▶ [Written task A] In the Thatcher extract, why did the writer make no further notes about the "frightful woman" she met at the 1973 Tory Party Conference?
▶ [Written task B]
Say whether each statement agrees with the Thatcher extract. Answer yes or no for each, and quote the deciding words of the extract.
(i) The book holds 215 essays.
(ii) The writer first met Thatcher on the Great Wall of China.
(iii) Thatcher was in China on an official visit as Tory Leader.
▶ [Written task C] Return the part of the Thatcher extract between "By Dame Ann" and "never get anywhere.", inclusive, copied exactly.

▶ [Quoted passage]
This is an extract from my new book MEMORIES OF MARGARET THATCHER, which is published this week. A new extract will appear at 9am every day this week. The book contains 215 such essays by people from all walks of life who encountered the Iron Lady. You can order a signed copy of the book HERE

By Dame Ann Leslie

My note at a 1973 Tory Party Conference read: ‘Met a frightful woman called Margaret Hilda Thatcher’. I made copious notes about the assorted Grand Old Gents who then wielded power in the party – along with their old school ties, champagne flutes and brandy balloons – but about that ‘frightful woman’? Nothing further, because I assumed that she’d never get anywhere.

Indeed, it was not until February 1977, standing with her on the Great Wall of China, that I first grasped the fact that Mrs. Thatcher was more than an over-elocuted bottle blonde who had, improbably and (many believed) temporarily, managed to become Tory Leader. In that role she was making an official visit to China.

▶ [Listed records]

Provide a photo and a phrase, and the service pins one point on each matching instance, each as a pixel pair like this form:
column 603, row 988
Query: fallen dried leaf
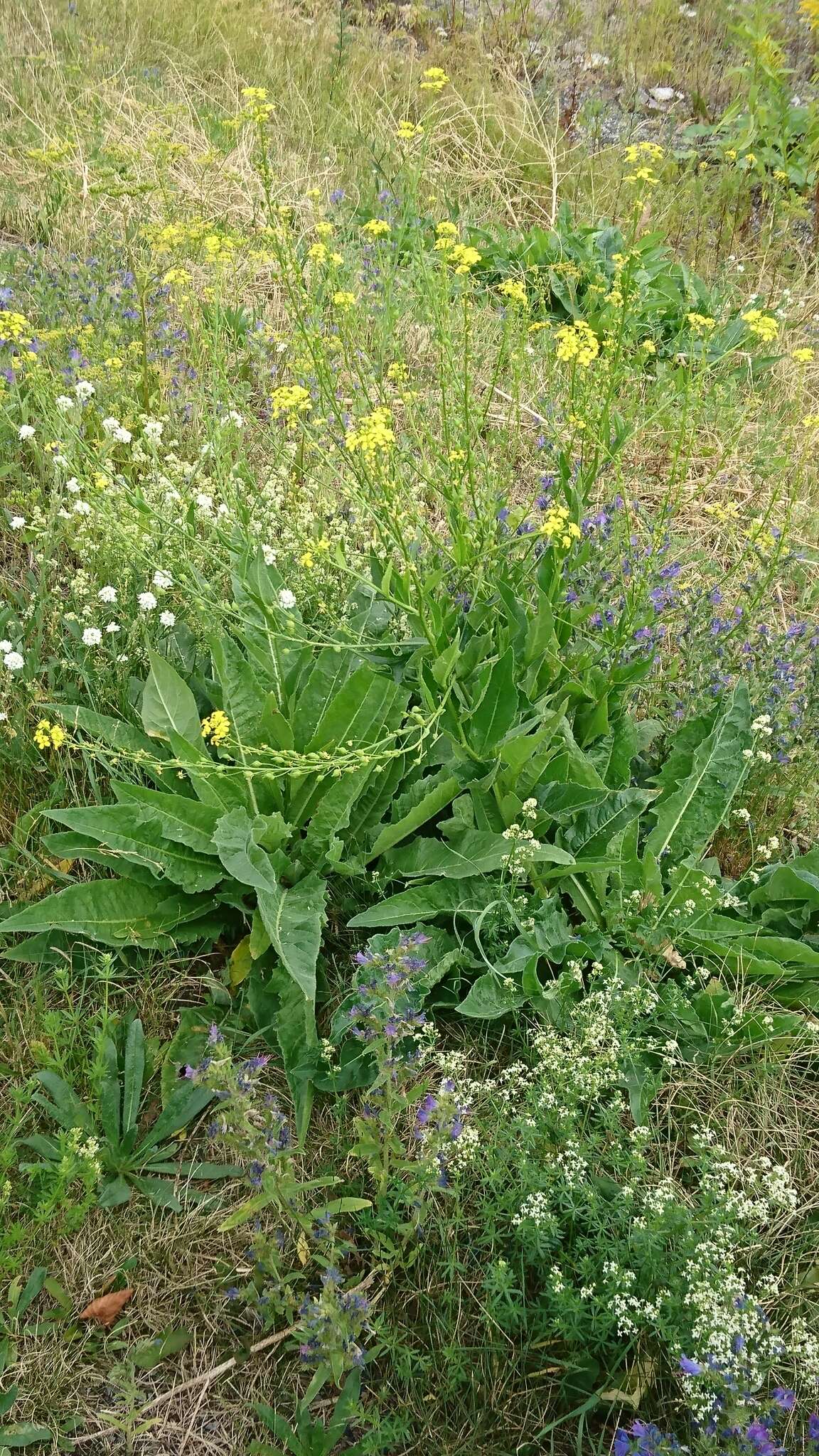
column 672, row 957
column 108, row 1307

▶ [Reply A] She assumed that the woman would never get anywhere.

▶ [Reply B]
(i) Yes: "The book contains 215 such essays"
(ii) No: "My note at a 1973 Tory Party Conference read: ‘Met a frightful woman called Margaret Hilda Thatcher’."
(iii) Yes: "In that role she was making an official visit to China."

▶ [Reply C]
By Dame Ann Leslie

My note at a 1973 Tory Party Conference read: ‘Met a frightful woman called Margaret Hilda Thatcher’. I made copious notes about the assorted Grand Old Gents who then wielded power in the party – along with their old school ties, champagne flutes and brandy balloons – but about that ‘frightful woman’? Nothing further, because I assumed that she’d never get anywhere.